#### Requirements
Convert every line of the records below into a Markdown table with two columns, No. for the row number and Line for the text. Omit any blank lines.

(Entries for bounding box labeling)
--- begin ---

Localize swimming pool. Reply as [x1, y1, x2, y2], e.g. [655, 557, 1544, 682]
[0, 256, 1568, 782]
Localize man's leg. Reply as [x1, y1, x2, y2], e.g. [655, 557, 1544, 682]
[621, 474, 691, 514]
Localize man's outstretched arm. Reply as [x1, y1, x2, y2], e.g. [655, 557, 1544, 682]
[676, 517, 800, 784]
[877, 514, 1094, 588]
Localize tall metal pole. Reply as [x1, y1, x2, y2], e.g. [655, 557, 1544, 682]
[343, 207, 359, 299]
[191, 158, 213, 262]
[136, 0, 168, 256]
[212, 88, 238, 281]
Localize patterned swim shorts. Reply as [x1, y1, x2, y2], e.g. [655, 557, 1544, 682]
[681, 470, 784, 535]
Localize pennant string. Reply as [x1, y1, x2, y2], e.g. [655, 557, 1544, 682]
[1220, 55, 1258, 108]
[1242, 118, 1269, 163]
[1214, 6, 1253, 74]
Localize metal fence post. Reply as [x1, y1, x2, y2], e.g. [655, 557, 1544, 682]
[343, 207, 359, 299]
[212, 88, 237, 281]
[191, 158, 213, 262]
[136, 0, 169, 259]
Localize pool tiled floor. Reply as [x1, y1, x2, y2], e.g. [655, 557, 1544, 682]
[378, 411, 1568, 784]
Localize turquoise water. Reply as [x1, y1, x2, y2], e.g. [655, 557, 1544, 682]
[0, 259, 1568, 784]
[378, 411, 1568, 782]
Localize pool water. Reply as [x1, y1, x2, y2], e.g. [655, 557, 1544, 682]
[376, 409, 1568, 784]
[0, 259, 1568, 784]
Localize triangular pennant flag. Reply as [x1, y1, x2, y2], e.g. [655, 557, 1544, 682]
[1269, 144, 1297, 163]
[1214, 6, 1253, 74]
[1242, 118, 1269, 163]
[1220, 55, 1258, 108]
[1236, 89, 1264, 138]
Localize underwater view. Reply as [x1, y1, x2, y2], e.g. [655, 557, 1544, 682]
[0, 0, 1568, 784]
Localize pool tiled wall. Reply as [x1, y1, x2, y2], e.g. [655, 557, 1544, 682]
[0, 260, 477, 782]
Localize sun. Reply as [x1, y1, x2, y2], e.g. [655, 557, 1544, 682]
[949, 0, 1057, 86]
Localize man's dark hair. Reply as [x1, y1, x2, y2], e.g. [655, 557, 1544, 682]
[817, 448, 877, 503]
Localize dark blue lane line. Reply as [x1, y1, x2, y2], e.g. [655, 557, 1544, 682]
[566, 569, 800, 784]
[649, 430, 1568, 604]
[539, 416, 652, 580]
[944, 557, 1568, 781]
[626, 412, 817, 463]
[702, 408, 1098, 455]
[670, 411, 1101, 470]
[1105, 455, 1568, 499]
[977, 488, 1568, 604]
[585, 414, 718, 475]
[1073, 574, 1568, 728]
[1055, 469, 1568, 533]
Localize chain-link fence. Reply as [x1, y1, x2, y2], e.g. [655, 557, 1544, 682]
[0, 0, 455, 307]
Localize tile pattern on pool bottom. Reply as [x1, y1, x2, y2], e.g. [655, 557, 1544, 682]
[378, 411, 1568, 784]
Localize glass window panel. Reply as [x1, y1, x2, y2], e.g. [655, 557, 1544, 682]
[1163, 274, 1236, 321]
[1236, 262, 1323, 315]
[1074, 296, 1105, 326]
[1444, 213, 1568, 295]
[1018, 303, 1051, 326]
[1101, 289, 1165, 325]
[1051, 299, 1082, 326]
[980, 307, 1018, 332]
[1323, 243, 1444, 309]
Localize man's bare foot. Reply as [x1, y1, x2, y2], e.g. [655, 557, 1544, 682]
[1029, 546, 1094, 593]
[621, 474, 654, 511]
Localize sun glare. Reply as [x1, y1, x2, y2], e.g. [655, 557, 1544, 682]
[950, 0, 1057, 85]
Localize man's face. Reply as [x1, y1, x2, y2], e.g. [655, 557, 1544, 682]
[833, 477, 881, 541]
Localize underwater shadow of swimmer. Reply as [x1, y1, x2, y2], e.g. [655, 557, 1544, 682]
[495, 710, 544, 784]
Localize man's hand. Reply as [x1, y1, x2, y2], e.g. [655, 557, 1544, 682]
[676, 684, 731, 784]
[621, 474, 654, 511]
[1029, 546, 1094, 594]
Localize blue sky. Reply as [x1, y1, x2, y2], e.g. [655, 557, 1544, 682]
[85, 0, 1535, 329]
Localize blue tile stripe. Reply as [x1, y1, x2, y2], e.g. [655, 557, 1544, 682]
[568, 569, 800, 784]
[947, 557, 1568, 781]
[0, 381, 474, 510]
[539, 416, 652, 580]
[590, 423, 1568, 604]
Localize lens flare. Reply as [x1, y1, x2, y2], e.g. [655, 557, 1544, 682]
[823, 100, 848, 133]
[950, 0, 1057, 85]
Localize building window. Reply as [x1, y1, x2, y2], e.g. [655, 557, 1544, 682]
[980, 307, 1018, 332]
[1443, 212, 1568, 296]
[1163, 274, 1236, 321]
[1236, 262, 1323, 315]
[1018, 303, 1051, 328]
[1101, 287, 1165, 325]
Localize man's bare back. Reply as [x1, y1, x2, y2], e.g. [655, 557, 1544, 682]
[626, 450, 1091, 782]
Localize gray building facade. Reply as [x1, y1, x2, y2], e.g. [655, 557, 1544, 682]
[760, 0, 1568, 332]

--- end ---

#### Answer to the exercise
| No. | Line |
|---|---|
| 1 | Localize swimming pool. Reply as [x1, y1, x2, y2], e.g. [655, 557, 1544, 682] |
| 2 | [0, 256, 1568, 782] |
| 3 | Localize man's leg. Reply as [x1, y1, x2, y2], e.g. [655, 557, 1544, 682] |
| 4 | [621, 474, 691, 514] |
| 5 | Localize man's outstretched arm. Reply as [x1, y1, x2, y2], e.g. [655, 557, 1544, 682] |
| 6 | [676, 517, 800, 784] |
| 7 | [877, 514, 1094, 588] |
| 8 | Localize tall metal pole. Reply as [x1, y1, x2, y2], e.g. [655, 557, 1544, 682] |
| 9 | [343, 207, 359, 299] |
| 10 | [191, 158, 213, 262] |
| 11 | [136, 0, 168, 256] |
| 12 | [212, 88, 238, 281] |
| 13 | Localize patterned swim shorts. Reply as [x1, y1, x2, y2], e.g. [655, 557, 1544, 682] |
| 14 | [681, 470, 784, 535] |
| 15 | Localize pennant string. Reply as [x1, y1, x2, y2], e.g. [655, 557, 1544, 682] |
| 16 | [1220, 55, 1258, 108] |
| 17 | [1242, 118, 1269, 163] |
| 18 | [1214, 6, 1253, 74] |
| 19 | Localize metal fence post. Reply as [x1, y1, x2, y2], e.g. [655, 557, 1544, 682] |
| 20 | [343, 207, 359, 299] |
| 21 | [212, 88, 237, 281] |
| 22 | [191, 158, 213, 262] |
| 23 | [136, 0, 169, 259] |
| 24 | Localize pool tiled floor. Reply as [x1, y1, x2, y2], e.g. [655, 557, 1544, 682] |
| 25 | [378, 411, 1568, 784] |
| 26 | Localize turquoise water. Reply as [x1, y1, x2, y2], e.g. [655, 557, 1544, 682] |
| 27 | [0, 259, 1568, 784] |
| 28 | [378, 411, 1568, 782] |
| 29 | Localize pool water. Reply as [x1, y1, x2, y2], e.g. [655, 557, 1544, 682] |
| 30 | [376, 409, 1568, 784] |
| 31 | [0, 259, 1568, 784] |
| 32 | Localize triangular pennant flag. Reply as [x1, y1, x2, y2], e.g. [655, 557, 1544, 682] |
| 33 | [1269, 144, 1297, 163] |
| 34 | [1214, 6, 1253, 74] |
| 35 | [1242, 118, 1269, 163] |
| 36 | [1220, 55, 1258, 108] |
| 37 | [1236, 89, 1264, 138] |
| 38 | Localize underwater view. Reply as [x1, y1, x2, y2], e.g. [655, 557, 1544, 682] |
| 39 | [0, 0, 1568, 784] |
| 40 | Localize pool tiled wall. Reply as [x1, y1, x2, y2], e.g. [655, 557, 1544, 682] |
| 41 | [0, 260, 477, 782] |
| 42 | Localize sun. Reply as [x1, y1, x2, y2], e.g. [655, 557, 1544, 682] |
| 43 | [949, 0, 1057, 86] |
| 44 | Localize man's dark hair. Reply as [x1, y1, x2, y2], e.g. [655, 557, 1544, 682] |
| 45 | [817, 448, 877, 503] |
| 46 | Localize dark blue lane line. Reply as [x1, y1, x2, y2], e.g. [655, 557, 1544, 682] |
| 47 | [566, 569, 800, 784] |
| 48 | [649, 430, 1568, 604] |
| 49 | [539, 416, 652, 580] |
| 50 | [944, 557, 1568, 781] |
| 51 | [626, 412, 817, 463] |
| 52 | [702, 408, 1098, 455] |
| 53 | [670, 411, 1101, 470] |
| 54 | [1105, 455, 1568, 499] |
| 55 | [977, 488, 1568, 604] |
| 56 | [585, 414, 718, 475] |
| 57 | [1073, 574, 1568, 728] |
| 58 | [1055, 469, 1568, 533] |
| 59 | Localize chain-link fence. Reply as [x1, y1, x2, y2], e.g. [655, 557, 1544, 682] |
| 60 | [0, 0, 455, 307] |
| 61 | Localize tile pattern on pool bottom. Reply as [x1, y1, x2, y2], e.g. [655, 557, 1544, 682] |
| 62 | [378, 411, 1568, 784] |
| 63 | Localize glass window panel. Reply as [x1, y1, x2, y2], e.g. [655, 557, 1544, 682] |
| 64 | [1163, 274, 1236, 321] |
| 65 | [1236, 262, 1323, 315] |
| 66 | [1074, 296, 1105, 326] |
| 67 | [1444, 213, 1568, 295] |
| 68 | [1018, 303, 1051, 326] |
| 69 | [1101, 289, 1165, 325] |
| 70 | [1051, 299, 1082, 326] |
| 71 | [980, 307, 1018, 332] |
| 72 | [1323, 243, 1444, 309] |
| 73 | Localize man's bare foot. Reply as [x1, y1, x2, y2], e.g. [655, 557, 1544, 682] |
| 74 | [1029, 546, 1094, 593] |
| 75 | [621, 474, 654, 511] |
| 76 | Localize sun glare. Reply as [x1, y1, x2, y2], e.g. [655, 557, 1544, 682] |
| 77 | [950, 0, 1057, 85] |
| 78 | Localize man's face. Reply as [x1, y1, x2, y2], e.g. [655, 557, 1544, 682] |
| 79 | [833, 477, 881, 541] |
| 80 | Localize underwater shadow of swimmer. Reply as [x1, y1, x2, y2], e.g. [655, 557, 1544, 682] |
| 81 | [495, 710, 544, 784] |
| 82 | Localize man's hand. Reply as [x1, y1, x2, y2], e.g. [655, 557, 1544, 682] |
| 83 | [676, 684, 731, 784] |
| 84 | [621, 474, 654, 511] |
| 85 | [1029, 546, 1094, 594] |
| 86 | Localize blue sky. Reply as [x1, y1, x2, y2], e.g. [655, 557, 1544, 682] |
| 87 | [85, 0, 1535, 329] |
| 88 | Localize blue tile stripe. Reply as [x1, y1, x2, y2], e.g. [655, 557, 1544, 682] |
| 89 | [568, 569, 800, 784] |
| 90 | [947, 557, 1568, 781] |
| 91 | [0, 381, 474, 510] |
| 92 | [539, 416, 652, 580] |
| 93 | [590, 423, 1568, 604] |
| 94 | Localize lens flare. Reply as [x1, y1, x2, y2], e.g. [655, 557, 1544, 682] |
| 95 | [823, 100, 848, 133] |
| 96 | [950, 0, 1057, 85] |
| 97 | Localize building window. Reply as [x1, y1, x2, y2], e.g. [655, 557, 1544, 682] |
| 98 | [980, 307, 1018, 332] |
| 99 | [1443, 212, 1568, 296] |
| 100 | [1163, 274, 1236, 321] |
| 101 | [1236, 262, 1323, 315] |
| 102 | [1018, 303, 1051, 328] |
| 103 | [1101, 287, 1165, 325] |
| 104 | Localize man's bare back. Reply as [x1, y1, x2, y2], e.g. [655, 557, 1544, 682] |
| 105 | [626, 450, 1091, 782] |
| 106 | Localize gray building facade. Reply as [x1, y1, x2, y2], e.g. [655, 557, 1544, 682] |
| 107 | [760, 0, 1568, 332] |